TEXTE EXTRAIT:
☆ ☆ ☆ ☆ ☆ ☆ ☆
(Rouen) Odeur entêtante, nausées, agriculteurs en plein désarroi : l’inquiétude restait vive vendredi au lendemain de l’incendie dans une usine chimique classée comme particulièrement dangereuse à Rouen, en Normandie (nord-ouest de la France), où les autorités ont reconnu la pollution.

Déclenché dans la nuit de mercredi à jeudi, le feu était éteint vendredi, mais 120 pompiers restaient sur place pour surveiller les points chauds.

Une odeur persistante dans l’air, provoquant pour certains des nausées, obligeait des habitants de Rouen à porter des masques, ont constaté des journalistes de l’AFP. Un bâtiment de la chaîne France 3 a même dû être évacué, certains salariés ayant été victimes de vomissements.

« La ville est clairement polluée » par les suies, a déclaré la ministre de la Santé Agnès Buzyn, qui s’est rendue sur place.

Évoquant les galettes d’hydrocarbures qui ont fait leur apparition vendredi sur la Seine, « Ce sont des suies, comme une pollution, comme des galettes par exemple de goudrons sur les plages », a-t-elle expliqué, en appelant les riverains à mettre des gants lors des opérations de nettoyage.

« Je ne peux pas dire qu’il n’y pas de danger. il y a forcément des traces d’hydrocarbures », a dit Mme Buzyn.

Outre Mme Buzyn, deux ministres ont fait le déplacement vendredi pour tenter de rassurer la population : Elisabeth Borne (Transition écologique) et Jean-Michel Blanquer (Education).
☆ ☆ ☆ ☆ ☆ ☆ ☆
SEGMENT DE DONNÉES:
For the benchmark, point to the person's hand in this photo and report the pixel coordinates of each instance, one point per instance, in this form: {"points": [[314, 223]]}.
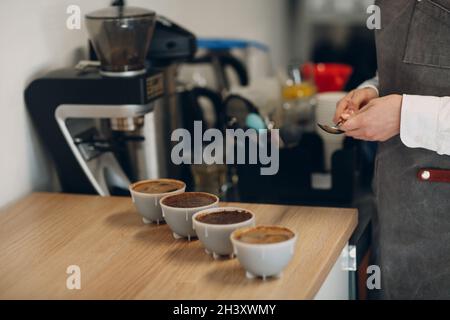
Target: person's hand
☆ ☆ ☆ ☆ ☆ ☆ ☆
OBJECTIF VISÉ: Dans le texte sur l'incendie de Rouen, pourquoi un bâtiment de la chaîne France 3 a-t-il dû être évacué ?

RÉPONSE ATTENDUE: Le bâtiment a dû être évacué parce que certains salariés avaient été victimes de vomissements. Une odeur persistante flottait dans l'air et provoquait chez certains des nausées.